◆ Instructions to follow ◆
Copy the entries below word for word, but omit any pictures they contain.

Stored data entries
== Segment start ==

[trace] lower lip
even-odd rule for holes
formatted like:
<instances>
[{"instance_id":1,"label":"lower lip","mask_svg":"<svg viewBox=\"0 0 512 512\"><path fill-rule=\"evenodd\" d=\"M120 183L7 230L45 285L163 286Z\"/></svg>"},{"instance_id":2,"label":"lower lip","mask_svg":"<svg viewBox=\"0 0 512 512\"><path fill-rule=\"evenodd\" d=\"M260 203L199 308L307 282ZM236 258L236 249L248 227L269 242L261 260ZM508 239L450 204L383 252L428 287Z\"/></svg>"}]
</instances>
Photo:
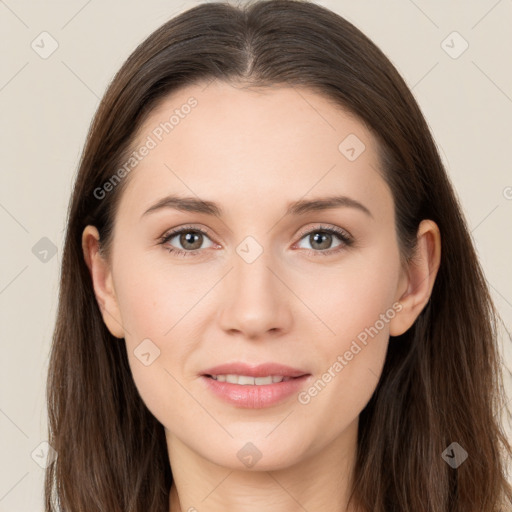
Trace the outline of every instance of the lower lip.
<instances>
[{"instance_id":1,"label":"lower lip","mask_svg":"<svg viewBox=\"0 0 512 512\"><path fill-rule=\"evenodd\" d=\"M303 375L283 382L262 384L232 384L201 376L205 385L226 402L247 409L263 409L278 404L298 393L310 375Z\"/></svg>"}]
</instances>

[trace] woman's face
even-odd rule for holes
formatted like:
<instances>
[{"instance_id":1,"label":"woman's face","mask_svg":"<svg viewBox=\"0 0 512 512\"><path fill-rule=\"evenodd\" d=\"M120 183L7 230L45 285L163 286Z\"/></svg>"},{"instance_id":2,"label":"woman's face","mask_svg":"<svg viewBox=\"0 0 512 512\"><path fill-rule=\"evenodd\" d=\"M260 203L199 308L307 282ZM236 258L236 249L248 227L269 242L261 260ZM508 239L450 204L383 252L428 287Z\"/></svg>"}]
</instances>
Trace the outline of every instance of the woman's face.
<instances>
[{"instance_id":1,"label":"woman's face","mask_svg":"<svg viewBox=\"0 0 512 512\"><path fill-rule=\"evenodd\" d=\"M168 97L134 150L104 318L170 446L268 470L353 439L407 287L371 133L308 90L212 82ZM268 384L291 375L267 364L302 377Z\"/></svg>"}]
</instances>

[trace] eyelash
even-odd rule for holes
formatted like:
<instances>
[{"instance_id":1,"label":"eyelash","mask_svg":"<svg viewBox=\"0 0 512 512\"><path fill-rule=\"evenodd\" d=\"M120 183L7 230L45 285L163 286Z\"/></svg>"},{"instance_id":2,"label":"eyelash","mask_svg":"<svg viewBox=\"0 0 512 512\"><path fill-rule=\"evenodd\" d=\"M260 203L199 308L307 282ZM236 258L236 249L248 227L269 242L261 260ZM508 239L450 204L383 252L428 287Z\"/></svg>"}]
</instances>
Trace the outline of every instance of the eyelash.
<instances>
[{"instance_id":1,"label":"eyelash","mask_svg":"<svg viewBox=\"0 0 512 512\"><path fill-rule=\"evenodd\" d=\"M173 239L176 235L181 235L182 233L190 233L190 232L200 233L209 238L208 233L200 228L196 228L193 226L184 226L182 228L179 228L179 229L176 229L176 230L173 230L173 231L170 231L170 232L164 234L162 237L160 237L158 243L160 245L164 245L167 242L169 242L169 240ZM348 235L348 233L346 231L344 231L340 228L337 228L337 227L333 227L333 226L331 226L331 227L319 226L315 229L306 231L305 233L301 233L299 241L302 240L305 236L311 235L313 233L329 233L331 235L337 236L342 242L342 244L340 246L338 246L334 249L326 249L323 251L322 250L315 251L314 249L305 249L308 253L313 253L314 256L330 256L334 253L344 250L346 247L350 247L354 243L354 240L352 239L352 237L350 235ZM169 247L169 246L165 247L165 249L168 252L173 253L176 256L179 256L181 258L183 258L183 257L186 258L188 256L196 256L197 253L199 253L203 250L203 249L195 249L193 251L185 251L183 249L176 249L174 247Z\"/></svg>"}]
</instances>

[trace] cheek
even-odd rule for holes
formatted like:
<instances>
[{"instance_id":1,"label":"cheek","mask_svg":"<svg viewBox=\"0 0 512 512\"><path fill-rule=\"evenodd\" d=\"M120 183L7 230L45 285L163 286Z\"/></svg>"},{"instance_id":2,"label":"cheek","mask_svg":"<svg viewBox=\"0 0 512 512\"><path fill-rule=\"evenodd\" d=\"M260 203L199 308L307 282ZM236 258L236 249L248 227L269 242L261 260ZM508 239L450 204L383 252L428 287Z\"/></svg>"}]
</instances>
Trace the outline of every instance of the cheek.
<instances>
[{"instance_id":1,"label":"cheek","mask_svg":"<svg viewBox=\"0 0 512 512\"><path fill-rule=\"evenodd\" d=\"M197 350L194 326L204 311L198 303L216 277L198 272L199 266L173 266L165 258L154 264L144 255L116 263L115 289L133 380L148 409L167 424L190 408L182 372Z\"/></svg>"},{"instance_id":2,"label":"cheek","mask_svg":"<svg viewBox=\"0 0 512 512\"><path fill-rule=\"evenodd\" d=\"M331 338L334 342L329 345L343 348L347 341L374 326L382 314L394 315L398 276L395 248L375 246L372 250L347 254L336 267L319 266L314 275L304 273L295 291L324 324L319 329L326 341ZM379 322L377 327L387 334L387 322Z\"/></svg>"},{"instance_id":3,"label":"cheek","mask_svg":"<svg viewBox=\"0 0 512 512\"><path fill-rule=\"evenodd\" d=\"M347 258L335 272L319 273L314 287L303 285L324 335L315 344L318 378L299 402L317 411L333 433L359 415L380 379L389 322L399 309L398 276L398 253L380 248Z\"/></svg>"},{"instance_id":4,"label":"cheek","mask_svg":"<svg viewBox=\"0 0 512 512\"><path fill-rule=\"evenodd\" d=\"M171 336L174 326L185 320L215 282L211 271L205 274L201 270L205 267L173 264L161 250L157 257L142 253L116 266L115 288L123 325L134 338Z\"/></svg>"}]
</instances>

== Segment end ==

◆ Answer to this problem ◆
[trace] lower lip
even-odd rule for holes
formatted like:
<instances>
[{"instance_id":1,"label":"lower lip","mask_svg":"<svg viewBox=\"0 0 512 512\"><path fill-rule=\"evenodd\" d=\"M120 183L7 230L45 285L163 286Z\"/></svg>"},{"instance_id":2,"label":"lower lip","mask_svg":"<svg viewBox=\"0 0 512 512\"><path fill-rule=\"evenodd\" d=\"M260 203L199 308L307 282ZM236 258L236 249L248 227L269 242L261 260ZM508 239L450 204L383 252L428 287Z\"/></svg>"}]
</instances>
Photo:
Trace the outline of every instance of the lower lip.
<instances>
[{"instance_id":1,"label":"lower lip","mask_svg":"<svg viewBox=\"0 0 512 512\"><path fill-rule=\"evenodd\" d=\"M303 375L283 382L262 384L232 384L201 376L205 385L226 402L247 409L263 409L278 404L298 393L310 375Z\"/></svg>"}]
</instances>

[trace] woman's face
even-odd rule for holes
formatted like:
<instances>
[{"instance_id":1,"label":"woman's face","mask_svg":"<svg viewBox=\"0 0 512 512\"><path fill-rule=\"evenodd\" d=\"M120 183L7 230L45 285L163 286Z\"/></svg>"},{"instance_id":2,"label":"woman's face","mask_svg":"<svg viewBox=\"0 0 512 512\"><path fill-rule=\"evenodd\" d=\"M260 203L199 308L307 282ZM236 258L236 249L248 227L269 242L261 260ZM508 239L450 204L383 252L428 287Z\"/></svg>"}]
</instances>
Trace the outline of every instance of the woman's face.
<instances>
[{"instance_id":1,"label":"woman's face","mask_svg":"<svg viewBox=\"0 0 512 512\"><path fill-rule=\"evenodd\" d=\"M168 97L134 150L104 318L170 446L268 470L353 439L407 287L371 133L308 90L212 82ZM268 384L291 375L267 364L302 377Z\"/></svg>"}]
</instances>

[trace] eyelash
even-odd rule for holes
formatted like:
<instances>
[{"instance_id":1,"label":"eyelash","mask_svg":"<svg viewBox=\"0 0 512 512\"><path fill-rule=\"evenodd\" d=\"M120 183L7 230L45 285L163 286Z\"/></svg>"},{"instance_id":2,"label":"eyelash","mask_svg":"<svg viewBox=\"0 0 512 512\"><path fill-rule=\"evenodd\" d=\"M260 203L199 308L307 282ZM236 258L236 249L248 227L269 242L261 260ZM508 239L450 204L383 252L428 287Z\"/></svg>"}]
</instances>
Trace the outline of every instance of the eyelash.
<instances>
[{"instance_id":1,"label":"eyelash","mask_svg":"<svg viewBox=\"0 0 512 512\"><path fill-rule=\"evenodd\" d=\"M173 239L176 235L181 235L182 233L190 233L190 232L200 233L209 238L208 233L200 228L196 228L193 226L184 226L182 228L179 228L179 229L176 229L176 230L173 230L173 231L170 231L170 232L164 234L162 237L160 237L158 243L160 245L164 245L167 242L169 242L169 240ZM348 235L348 233L346 231L344 231L340 228L337 228L337 227L333 227L333 226L331 226L331 227L319 226L315 229L306 231L305 233L301 233L299 241L302 240L305 236L311 235L313 233L329 233L331 235L337 236L342 242L342 244L340 246L338 246L334 249L326 249L323 251L322 250L315 251L314 249L305 249L308 253L313 253L314 256L330 256L334 253L344 250L346 247L350 247L354 243L354 240L352 239L352 237L350 235ZM169 247L169 246L165 247L165 249L168 252L173 253L176 256L179 256L181 258L183 258L183 257L186 258L188 256L196 256L197 253L199 253L203 250L203 249L195 249L193 251L185 251L183 249L176 249L174 247Z\"/></svg>"}]
</instances>

[trace] cheek
even-odd rule for holes
formatted like:
<instances>
[{"instance_id":1,"label":"cheek","mask_svg":"<svg viewBox=\"0 0 512 512\"><path fill-rule=\"evenodd\" d=\"M120 183L7 230L45 285L163 286Z\"/></svg>"},{"instance_id":2,"label":"cheek","mask_svg":"<svg viewBox=\"0 0 512 512\"><path fill-rule=\"evenodd\" d=\"M260 203L199 308L307 282ZM236 258L236 249L248 227L269 242L261 260ZM508 239L450 204L383 252L428 287Z\"/></svg>"}]
</instances>
Trace the outline of every instance of the cheek.
<instances>
[{"instance_id":1,"label":"cheek","mask_svg":"<svg viewBox=\"0 0 512 512\"><path fill-rule=\"evenodd\" d=\"M197 350L194 326L204 311L198 303L216 277L198 272L199 266L173 266L165 258L154 264L144 255L116 263L115 289L133 380L148 409L167 424L190 408L182 372Z\"/></svg>"},{"instance_id":2,"label":"cheek","mask_svg":"<svg viewBox=\"0 0 512 512\"><path fill-rule=\"evenodd\" d=\"M331 338L334 342L329 345L343 348L347 341L374 326L382 314L394 315L398 276L395 248L375 246L372 250L347 254L336 267L319 266L314 275L304 273L295 291L324 324L319 329L326 341ZM379 322L377 327L387 334L387 322Z\"/></svg>"},{"instance_id":3,"label":"cheek","mask_svg":"<svg viewBox=\"0 0 512 512\"><path fill-rule=\"evenodd\" d=\"M347 258L335 272L319 273L314 287L303 285L324 335L315 344L318 378L299 402L317 411L333 433L359 415L380 379L389 322L399 309L398 276L398 253L380 248Z\"/></svg>"},{"instance_id":4,"label":"cheek","mask_svg":"<svg viewBox=\"0 0 512 512\"><path fill-rule=\"evenodd\" d=\"M171 336L174 326L185 320L215 282L211 271L205 274L201 270L205 267L173 264L161 250L157 257L142 253L116 266L115 288L123 325L134 338Z\"/></svg>"}]
</instances>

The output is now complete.